What you are asked to do
Copy the entries word for word, starting at the line that contains "--target grandstand roof" and ending at the final line of the entries.
((
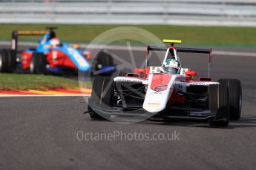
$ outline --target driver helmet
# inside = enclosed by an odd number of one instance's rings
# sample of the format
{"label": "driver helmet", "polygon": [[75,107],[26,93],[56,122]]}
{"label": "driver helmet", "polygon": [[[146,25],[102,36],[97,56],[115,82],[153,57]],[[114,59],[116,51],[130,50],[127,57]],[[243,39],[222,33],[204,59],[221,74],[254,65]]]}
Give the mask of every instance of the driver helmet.
{"label": "driver helmet", "polygon": [[59,47],[61,45],[61,41],[59,38],[53,38],[50,40],[50,45],[53,47]]}
{"label": "driver helmet", "polygon": [[175,59],[167,59],[163,65],[163,69],[167,74],[180,74],[180,63]]}

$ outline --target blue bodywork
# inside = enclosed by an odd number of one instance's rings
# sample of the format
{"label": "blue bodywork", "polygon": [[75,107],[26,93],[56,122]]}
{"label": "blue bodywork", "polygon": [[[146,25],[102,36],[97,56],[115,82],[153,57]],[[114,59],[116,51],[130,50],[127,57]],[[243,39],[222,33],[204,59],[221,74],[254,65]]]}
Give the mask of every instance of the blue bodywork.
{"label": "blue bodywork", "polygon": [[[50,32],[46,33],[42,38],[39,40],[39,44],[36,47],[36,49],[27,49],[27,52],[42,52],[45,54],[48,53],[50,51],[59,50],[64,52],[76,65],[78,68],[78,70],[80,71],[89,71],[91,69],[91,64],[84,57],[83,53],[86,52],[85,50],[82,50],[81,49],[75,49],[68,43],[62,43],[57,47],[52,47],[50,46]],[[47,68],[50,72],[62,72],[62,68]]]}

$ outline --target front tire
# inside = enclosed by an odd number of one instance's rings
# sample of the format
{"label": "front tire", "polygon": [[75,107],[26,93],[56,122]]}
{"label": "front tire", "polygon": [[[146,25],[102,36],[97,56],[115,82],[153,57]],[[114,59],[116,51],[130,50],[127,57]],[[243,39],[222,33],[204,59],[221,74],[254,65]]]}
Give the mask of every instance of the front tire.
{"label": "front tire", "polygon": [[46,69],[46,57],[43,53],[33,52],[30,60],[30,72],[33,74],[44,74]]}
{"label": "front tire", "polygon": [[0,72],[13,72],[16,69],[16,55],[15,50],[0,50]]}
{"label": "front tire", "polygon": [[218,82],[229,87],[230,120],[238,120],[242,112],[241,82],[237,79],[220,79]]}
{"label": "front tire", "polygon": [[215,117],[209,120],[210,126],[226,126],[229,123],[229,89],[225,84],[209,86],[209,109],[216,112]]}
{"label": "front tire", "polygon": [[100,51],[96,56],[95,59],[92,62],[92,68],[91,70],[91,78],[92,79],[96,76],[109,76],[112,74],[113,71],[104,72],[103,73],[95,74],[96,71],[102,69],[106,67],[113,67],[114,61],[113,57],[108,54],[105,51]]}
{"label": "front tire", "polygon": [[[109,77],[96,77],[93,83],[91,98],[88,103],[88,112],[93,119],[104,119],[93,111],[94,107],[109,109],[112,104],[114,81]],[[104,116],[107,118],[108,116]]]}

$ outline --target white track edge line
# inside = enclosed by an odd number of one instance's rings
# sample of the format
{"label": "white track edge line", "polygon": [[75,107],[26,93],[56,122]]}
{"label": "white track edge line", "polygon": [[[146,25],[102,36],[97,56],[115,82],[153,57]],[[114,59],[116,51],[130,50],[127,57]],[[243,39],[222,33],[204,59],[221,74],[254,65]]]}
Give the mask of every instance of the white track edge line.
{"label": "white track edge line", "polygon": [[[10,45],[9,41],[0,41],[0,45]],[[36,46],[37,43],[34,42],[19,42],[19,45],[22,46]],[[82,44],[81,47],[86,48],[88,44]],[[108,48],[108,50],[128,50],[128,47],[121,45],[99,45],[95,44],[91,46],[96,49],[100,49],[102,47]],[[136,51],[145,51],[145,47],[131,47],[133,50]],[[222,51],[222,50],[214,50],[212,52],[214,55],[230,55],[230,56],[240,56],[240,57],[256,57],[256,52],[235,52],[235,51]]]}
{"label": "white track edge line", "polygon": [[31,97],[88,97],[91,95],[1,95],[1,98],[31,98]]}

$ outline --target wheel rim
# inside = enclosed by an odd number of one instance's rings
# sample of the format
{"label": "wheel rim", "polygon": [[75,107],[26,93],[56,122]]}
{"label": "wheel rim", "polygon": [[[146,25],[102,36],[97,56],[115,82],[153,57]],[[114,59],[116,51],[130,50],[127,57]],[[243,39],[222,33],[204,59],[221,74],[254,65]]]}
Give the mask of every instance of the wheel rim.
{"label": "wheel rim", "polygon": [[240,94],[240,96],[239,96],[239,111],[240,111],[240,113],[242,112],[242,94],[241,93]]}
{"label": "wheel rim", "polygon": [[1,55],[0,55],[0,70],[1,70],[1,65],[2,65]]}
{"label": "wheel rim", "polygon": [[33,72],[33,70],[34,70],[34,64],[32,62],[33,61],[30,61],[30,72]]}

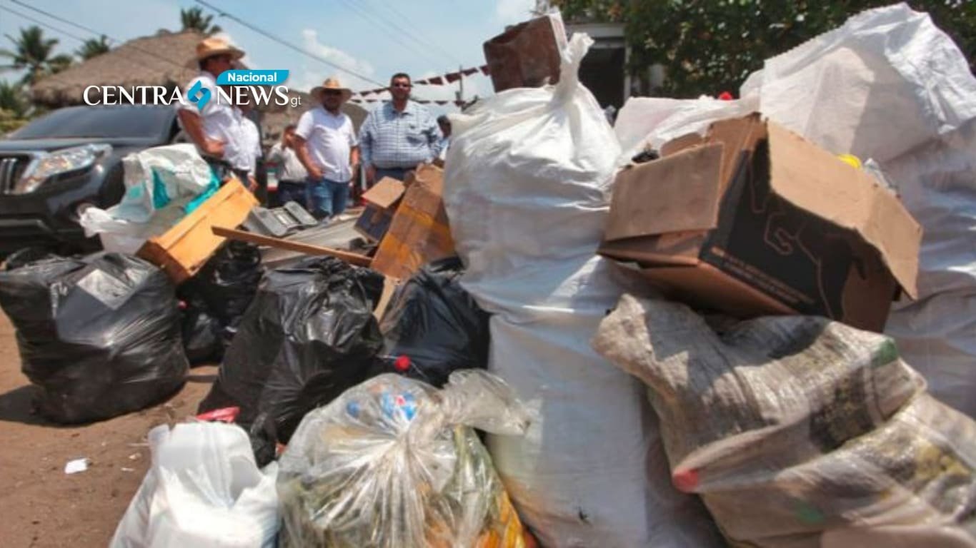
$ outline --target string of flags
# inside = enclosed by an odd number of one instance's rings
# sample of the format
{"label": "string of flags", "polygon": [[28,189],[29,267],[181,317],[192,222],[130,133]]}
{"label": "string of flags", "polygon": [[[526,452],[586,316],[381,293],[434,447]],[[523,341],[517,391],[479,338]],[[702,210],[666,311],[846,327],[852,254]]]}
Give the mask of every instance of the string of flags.
{"label": "string of flags", "polygon": [[[434,76],[432,78],[424,78],[423,80],[414,80],[414,84],[420,85],[420,86],[443,86],[445,84],[453,84],[453,83],[457,82],[458,80],[461,80],[461,78],[463,76],[470,76],[470,75],[472,75],[472,74],[474,74],[474,73],[476,73],[478,71],[481,71],[481,74],[484,74],[485,76],[488,76],[490,74],[490,72],[488,71],[488,65],[487,64],[482,64],[481,66],[473,66],[471,68],[465,68],[465,69],[459,70],[457,72],[448,72],[447,74],[442,74],[440,76]],[[386,88],[377,88],[375,90],[364,90],[362,92],[355,92],[352,95],[366,97],[366,96],[372,96],[372,95],[380,95],[380,94],[382,94],[382,93],[384,93],[386,91]],[[376,102],[376,101],[378,101],[380,99],[364,98],[364,99],[351,99],[351,100],[353,102],[360,102],[360,101],[362,101],[362,102]],[[417,102],[436,102],[437,104],[447,104],[448,102],[452,102],[452,101],[419,100]],[[458,101],[453,101],[453,102],[457,103]]]}
{"label": "string of flags", "polygon": [[[350,98],[349,102],[383,102],[383,100],[384,99],[382,99],[382,98]],[[440,100],[440,99],[437,99],[437,100],[433,100],[433,99],[411,99],[411,100],[413,100],[414,102],[419,102],[421,104],[429,104],[429,103],[452,104],[453,103],[456,106],[464,106],[466,104],[466,102],[463,101],[463,100]]]}

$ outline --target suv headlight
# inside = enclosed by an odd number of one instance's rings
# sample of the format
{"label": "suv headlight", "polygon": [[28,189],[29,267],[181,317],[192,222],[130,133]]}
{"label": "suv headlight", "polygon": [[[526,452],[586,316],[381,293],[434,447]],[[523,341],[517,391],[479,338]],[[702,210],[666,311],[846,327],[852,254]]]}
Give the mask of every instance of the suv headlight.
{"label": "suv headlight", "polygon": [[20,180],[14,185],[13,193],[33,192],[54,176],[91,168],[111,150],[110,144],[85,144],[46,153],[27,166]]}

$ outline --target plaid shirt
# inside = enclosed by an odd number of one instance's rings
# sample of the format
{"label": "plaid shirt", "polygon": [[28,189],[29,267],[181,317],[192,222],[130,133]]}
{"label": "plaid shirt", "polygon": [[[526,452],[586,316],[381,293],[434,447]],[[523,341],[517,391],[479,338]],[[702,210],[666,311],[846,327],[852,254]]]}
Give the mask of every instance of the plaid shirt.
{"label": "plaid shirt", "polygon": [[359,130],[359,149],[364,166],[414,168],[440,153],[440,128],[427,108],[412,100],[403,112],[392,102],[369,113]]}

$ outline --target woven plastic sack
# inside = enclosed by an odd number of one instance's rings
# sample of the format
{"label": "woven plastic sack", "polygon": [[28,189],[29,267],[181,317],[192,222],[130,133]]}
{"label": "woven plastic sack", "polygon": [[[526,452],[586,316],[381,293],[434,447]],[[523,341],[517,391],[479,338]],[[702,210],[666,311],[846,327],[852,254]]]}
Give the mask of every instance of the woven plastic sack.
{"label": "woven plastic sack", "polygon": [[382,374],[303,419],[281,456],[285,547],[523,548],[472,427],[520,435],[530,414],[484,372],[443,390]]}
{"label": "woven plastic sack", "polygon": [[[625,295],[594,347],[650,387],[672,481],[736,546],[976,546],[976,423],[887,336]],[[905,544],[907,543],[907,544]]]}
{"label": "woven plastic sack", "polygon": [[260,470],[241,428],[216,422],[149,431],[152,466],[111,548],[274,548],[276,463]]}
{"label": "woven plastic sack", "polygon": [[577,71],[574,35],[559,83],[508,90],[452,116],[444,202],[490,321],[488,370],[540,411],[524,437],[488,438],[525,523],[546,546],[708,546],[711,526],[668,482],[639,383],[589,340],[623,293],[595,255],[620,147]]}

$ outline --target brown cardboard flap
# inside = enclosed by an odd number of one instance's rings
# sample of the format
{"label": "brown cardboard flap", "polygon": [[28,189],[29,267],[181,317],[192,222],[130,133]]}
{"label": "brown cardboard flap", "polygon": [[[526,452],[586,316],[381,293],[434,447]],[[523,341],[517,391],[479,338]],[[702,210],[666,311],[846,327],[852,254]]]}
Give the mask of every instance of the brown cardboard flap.
{"label": "brown cardboard flap", "polygon": [[385,176],[374,184],[373,188],[363,193],[363,200],[386,210],[395,204],[403,196],[406,189],[403,182],[393,177]]}
{"label": "brown cardboard flap", "polygon": [[432,194],[440,196],[444,192],[444,170],[433,164],[421,164],[414,172],[410,184],[423,186]]}
{"label": "brown cardboard flap", "polygon": [[714,228],[721,160],[722,145],[711,144],[618,174],[605,239]]}
{"label": "brown cardboard flap", "polygon": [[917,297],[921,226],[871,176],[799,136],[767,123],[770,187],[776,194],[876,249],[909,296]]}

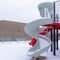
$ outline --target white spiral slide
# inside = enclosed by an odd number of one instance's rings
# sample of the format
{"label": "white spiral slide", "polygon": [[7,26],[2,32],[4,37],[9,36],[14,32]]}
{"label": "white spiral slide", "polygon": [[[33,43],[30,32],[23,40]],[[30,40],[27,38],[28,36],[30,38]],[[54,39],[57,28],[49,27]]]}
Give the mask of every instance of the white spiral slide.
{"label": "white spiral slide", "polygon": [[[35,38],[37,40],[36,44],[28,50],[28,55],[32,57],[38,57],[41,53],[44,53],[45,51],[48,50],[48,48],[51,45],[51,40],[48,39],[46,36],[39,35],[39,26],[45,25],[45,24],[51,24],[52,19],[51,18],[41,18],[37,19],[35,21],[32,21],[28,23],[24,30],[25,32],[31,36],[32,38]],[[39,43],[39,38],[44,39],[47,41],[49,44],[46,47],[41,48],[40,43]],[[42,42],[43,43],[43,42]]]}

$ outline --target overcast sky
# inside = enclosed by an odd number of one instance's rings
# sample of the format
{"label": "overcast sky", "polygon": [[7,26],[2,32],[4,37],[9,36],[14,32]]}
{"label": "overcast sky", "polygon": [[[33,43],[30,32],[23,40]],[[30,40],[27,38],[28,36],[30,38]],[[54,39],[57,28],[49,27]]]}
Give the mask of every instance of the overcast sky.
{"label": "overcast sky", "polygon": [[55,0],[0,0],[0,20],[28,23],[40,18],[38,4]]}

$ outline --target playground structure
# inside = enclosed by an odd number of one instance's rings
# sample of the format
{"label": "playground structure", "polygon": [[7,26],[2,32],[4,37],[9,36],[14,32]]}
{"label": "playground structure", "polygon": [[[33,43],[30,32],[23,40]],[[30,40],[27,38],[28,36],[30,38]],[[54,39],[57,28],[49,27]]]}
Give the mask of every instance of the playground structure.
{"label": "playground structure", "polygon": [[[32,41],[29,42],[29,45],[32,46],[28,50],[29,56],[38,57],[40,54],[47,51],[49,49],[49,47],[51,46],[52,41],[49,38],[47,38],[45,35],[47,34],[47,32],[51,31],[51,29],[53,29],[54,33],[55,33],[55,29],[56,30],[60,29],[60,23],[53,21],[53,20],[57,19],[57,17],[53,14],[53,13],[55,13],[54,4],[52,2],[41,3],[38,6],[38,9],[39,9],[40,15],[41,15],[41,19],[37,19],[35,21],[28,23],[24,28],[25,32],[29,36],[32,37]],[[48,11],[46,11],[45,9],[47,9]],[[47,28],[44,29],[43,32],[38,32],[39,26],[45,26]],[[41,48],[39,38],[44,39],[49,44],[46,47]],[[55,41],[54,41],[54,44],[55,44]],[[54,50],[54,52],[55,52],[55,50]]]}

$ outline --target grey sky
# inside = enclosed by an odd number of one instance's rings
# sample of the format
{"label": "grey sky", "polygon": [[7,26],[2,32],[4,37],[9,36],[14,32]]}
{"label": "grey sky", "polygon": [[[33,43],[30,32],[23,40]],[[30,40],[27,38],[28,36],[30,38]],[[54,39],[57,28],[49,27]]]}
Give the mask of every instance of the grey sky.
{"label": "grey sky", "polygon": [[30,22],[40,18],[38,4],[54,0],[0,0],[0,20]]}

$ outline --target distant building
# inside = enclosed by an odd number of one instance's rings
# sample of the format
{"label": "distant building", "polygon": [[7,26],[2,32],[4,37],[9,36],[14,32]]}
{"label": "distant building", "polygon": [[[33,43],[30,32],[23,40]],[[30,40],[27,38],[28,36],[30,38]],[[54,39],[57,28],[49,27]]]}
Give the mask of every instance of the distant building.
{"label": "distant building", "polygon": [[0,41],[16,41],[20,38],[30,40],[31,37],[24,31],[25,25],[26,23],[1,20]]}

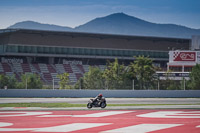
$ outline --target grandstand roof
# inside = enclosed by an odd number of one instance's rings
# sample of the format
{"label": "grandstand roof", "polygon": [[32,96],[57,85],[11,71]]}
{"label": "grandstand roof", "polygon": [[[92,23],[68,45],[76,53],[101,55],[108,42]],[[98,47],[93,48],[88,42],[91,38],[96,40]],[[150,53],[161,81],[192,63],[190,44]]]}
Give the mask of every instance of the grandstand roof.
{"label": "grandstand roof", "polygon": [[191,40],[80,32],[4,29],[0,30],[1,44],[169,51],[170,49],[189,50]]}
))
Written solution
$ outline --target grandstand roof
# inside = enclosed by an odd number of one instance's rings
# sample of the format
{"label": "grandstand roof", "polygon": [[32,96],[57,85],[11,71]]}
{"label": "grandstand roof", "polygon": [[[92,23],[68,45],[76,53],[101,55],[108,42]],[[98,47],[93,48],[88,42],[91,38],[96,40]],[[150,53],[161,81],[192,63],[190,44]]]}
Give the mask of every instance of the grandstand roof.
{"label": "grandstand roof", "polygon": [[191,40],[80,32],[4,29],[0,30],[1,44],[169,51],[170,49],[189,50]]}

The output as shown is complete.